* _Exercise description_: Please extract every line in the rows below that contains the word "green", copying each one unchanged, one per line.

Data lines
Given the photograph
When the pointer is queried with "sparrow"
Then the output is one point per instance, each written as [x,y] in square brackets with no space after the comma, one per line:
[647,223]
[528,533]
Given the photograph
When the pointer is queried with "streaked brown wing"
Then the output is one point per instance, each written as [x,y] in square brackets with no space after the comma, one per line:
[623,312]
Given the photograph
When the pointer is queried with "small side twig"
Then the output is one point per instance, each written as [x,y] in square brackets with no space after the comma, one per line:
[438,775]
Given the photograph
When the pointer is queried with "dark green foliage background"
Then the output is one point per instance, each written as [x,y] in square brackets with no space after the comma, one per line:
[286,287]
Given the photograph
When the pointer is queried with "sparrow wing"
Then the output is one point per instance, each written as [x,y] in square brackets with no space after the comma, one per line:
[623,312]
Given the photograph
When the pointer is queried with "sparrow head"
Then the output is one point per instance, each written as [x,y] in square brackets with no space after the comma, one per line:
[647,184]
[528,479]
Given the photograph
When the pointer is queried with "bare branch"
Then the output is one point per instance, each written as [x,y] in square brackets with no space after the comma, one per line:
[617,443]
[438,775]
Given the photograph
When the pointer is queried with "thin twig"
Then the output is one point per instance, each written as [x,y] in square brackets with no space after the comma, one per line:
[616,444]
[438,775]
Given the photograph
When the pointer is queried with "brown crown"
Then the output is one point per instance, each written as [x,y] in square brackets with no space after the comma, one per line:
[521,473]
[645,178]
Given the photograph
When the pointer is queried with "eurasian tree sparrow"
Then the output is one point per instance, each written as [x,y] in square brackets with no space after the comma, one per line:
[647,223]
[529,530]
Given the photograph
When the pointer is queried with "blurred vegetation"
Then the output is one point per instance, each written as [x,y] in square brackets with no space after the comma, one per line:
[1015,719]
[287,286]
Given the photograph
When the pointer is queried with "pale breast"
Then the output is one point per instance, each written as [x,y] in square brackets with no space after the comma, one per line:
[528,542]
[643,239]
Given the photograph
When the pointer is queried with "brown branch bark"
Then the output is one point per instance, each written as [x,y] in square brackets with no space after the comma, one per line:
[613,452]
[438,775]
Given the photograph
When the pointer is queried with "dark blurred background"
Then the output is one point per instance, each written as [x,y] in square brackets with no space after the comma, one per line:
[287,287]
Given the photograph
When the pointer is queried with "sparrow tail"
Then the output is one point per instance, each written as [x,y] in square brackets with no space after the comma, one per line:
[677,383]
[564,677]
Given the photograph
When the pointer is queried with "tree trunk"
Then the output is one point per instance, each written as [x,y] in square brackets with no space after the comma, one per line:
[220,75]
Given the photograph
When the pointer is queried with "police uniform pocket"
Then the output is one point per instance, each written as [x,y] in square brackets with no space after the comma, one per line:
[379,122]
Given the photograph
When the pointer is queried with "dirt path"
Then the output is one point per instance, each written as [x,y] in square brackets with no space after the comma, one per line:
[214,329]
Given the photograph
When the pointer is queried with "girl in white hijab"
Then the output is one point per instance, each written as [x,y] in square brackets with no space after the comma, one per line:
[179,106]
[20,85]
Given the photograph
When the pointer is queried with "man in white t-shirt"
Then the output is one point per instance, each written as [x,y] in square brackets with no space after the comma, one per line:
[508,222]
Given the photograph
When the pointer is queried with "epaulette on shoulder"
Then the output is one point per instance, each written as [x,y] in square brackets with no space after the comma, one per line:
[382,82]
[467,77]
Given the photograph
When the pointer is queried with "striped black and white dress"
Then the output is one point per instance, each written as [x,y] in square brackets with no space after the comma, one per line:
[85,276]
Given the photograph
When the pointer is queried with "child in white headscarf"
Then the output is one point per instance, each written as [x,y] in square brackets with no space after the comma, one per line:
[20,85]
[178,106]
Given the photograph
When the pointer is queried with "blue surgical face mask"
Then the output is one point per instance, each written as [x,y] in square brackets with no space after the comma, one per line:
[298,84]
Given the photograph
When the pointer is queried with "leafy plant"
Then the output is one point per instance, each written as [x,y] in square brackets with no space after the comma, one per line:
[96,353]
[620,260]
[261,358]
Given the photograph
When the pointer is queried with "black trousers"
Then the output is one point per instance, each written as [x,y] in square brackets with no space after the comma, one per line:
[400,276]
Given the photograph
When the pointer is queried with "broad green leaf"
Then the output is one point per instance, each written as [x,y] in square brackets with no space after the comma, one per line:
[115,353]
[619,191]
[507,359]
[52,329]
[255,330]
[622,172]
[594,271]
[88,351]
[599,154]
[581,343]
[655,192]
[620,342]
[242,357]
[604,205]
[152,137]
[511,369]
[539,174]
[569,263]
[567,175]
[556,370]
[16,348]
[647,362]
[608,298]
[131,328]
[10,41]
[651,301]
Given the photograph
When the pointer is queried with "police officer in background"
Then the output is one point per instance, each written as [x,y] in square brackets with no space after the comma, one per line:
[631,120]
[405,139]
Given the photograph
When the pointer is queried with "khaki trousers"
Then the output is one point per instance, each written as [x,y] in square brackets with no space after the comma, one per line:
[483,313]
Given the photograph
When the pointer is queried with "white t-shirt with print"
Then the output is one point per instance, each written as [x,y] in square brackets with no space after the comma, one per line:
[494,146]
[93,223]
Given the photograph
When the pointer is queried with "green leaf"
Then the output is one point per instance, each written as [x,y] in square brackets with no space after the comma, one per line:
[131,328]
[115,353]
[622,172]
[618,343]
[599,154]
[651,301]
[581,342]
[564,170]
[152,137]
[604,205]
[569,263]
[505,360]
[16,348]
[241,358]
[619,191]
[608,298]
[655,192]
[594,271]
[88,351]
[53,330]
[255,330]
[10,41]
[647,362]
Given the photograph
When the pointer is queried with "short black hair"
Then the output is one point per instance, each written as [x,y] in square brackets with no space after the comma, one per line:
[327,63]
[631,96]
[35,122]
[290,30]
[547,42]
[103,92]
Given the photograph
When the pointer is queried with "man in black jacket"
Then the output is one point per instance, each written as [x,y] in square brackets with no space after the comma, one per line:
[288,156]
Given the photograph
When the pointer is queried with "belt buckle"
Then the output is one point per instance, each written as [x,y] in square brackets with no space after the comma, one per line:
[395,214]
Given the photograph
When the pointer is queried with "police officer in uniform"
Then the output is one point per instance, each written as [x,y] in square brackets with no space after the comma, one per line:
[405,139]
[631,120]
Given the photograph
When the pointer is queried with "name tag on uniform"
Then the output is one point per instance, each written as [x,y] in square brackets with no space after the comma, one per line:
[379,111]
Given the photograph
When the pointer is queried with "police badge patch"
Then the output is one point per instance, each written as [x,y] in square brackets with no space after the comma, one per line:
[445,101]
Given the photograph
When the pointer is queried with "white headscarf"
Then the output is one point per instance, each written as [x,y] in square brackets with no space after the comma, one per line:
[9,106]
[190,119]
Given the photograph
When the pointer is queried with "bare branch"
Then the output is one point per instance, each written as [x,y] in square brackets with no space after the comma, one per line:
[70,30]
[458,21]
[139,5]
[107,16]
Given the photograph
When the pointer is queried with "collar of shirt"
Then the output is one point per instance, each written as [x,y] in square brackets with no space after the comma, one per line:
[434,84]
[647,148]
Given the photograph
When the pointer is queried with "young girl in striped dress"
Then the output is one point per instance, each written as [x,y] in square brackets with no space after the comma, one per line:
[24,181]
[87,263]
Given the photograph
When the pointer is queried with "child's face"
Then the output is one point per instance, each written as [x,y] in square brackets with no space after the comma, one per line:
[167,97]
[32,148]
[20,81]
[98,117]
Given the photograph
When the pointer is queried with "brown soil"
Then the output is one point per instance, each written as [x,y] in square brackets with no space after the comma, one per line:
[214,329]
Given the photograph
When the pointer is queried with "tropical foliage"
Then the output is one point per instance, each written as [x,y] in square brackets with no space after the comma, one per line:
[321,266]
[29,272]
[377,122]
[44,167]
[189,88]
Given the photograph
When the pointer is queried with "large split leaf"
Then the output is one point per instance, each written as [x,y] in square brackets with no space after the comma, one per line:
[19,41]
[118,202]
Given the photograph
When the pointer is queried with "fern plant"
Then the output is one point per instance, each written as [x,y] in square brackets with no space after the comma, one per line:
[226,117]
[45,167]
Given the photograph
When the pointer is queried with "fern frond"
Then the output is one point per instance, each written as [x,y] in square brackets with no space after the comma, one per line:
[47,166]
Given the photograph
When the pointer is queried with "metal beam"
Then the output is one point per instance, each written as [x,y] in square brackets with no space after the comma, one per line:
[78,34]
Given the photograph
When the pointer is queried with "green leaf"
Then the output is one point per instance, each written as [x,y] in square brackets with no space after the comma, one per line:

* _In response_:
When the pointer is queried with "dark green foliage background"
When the pointer is queried with "broad green leaf"
When the pointer is queried with "green leaf"
When the pointer is queried with "green leaf"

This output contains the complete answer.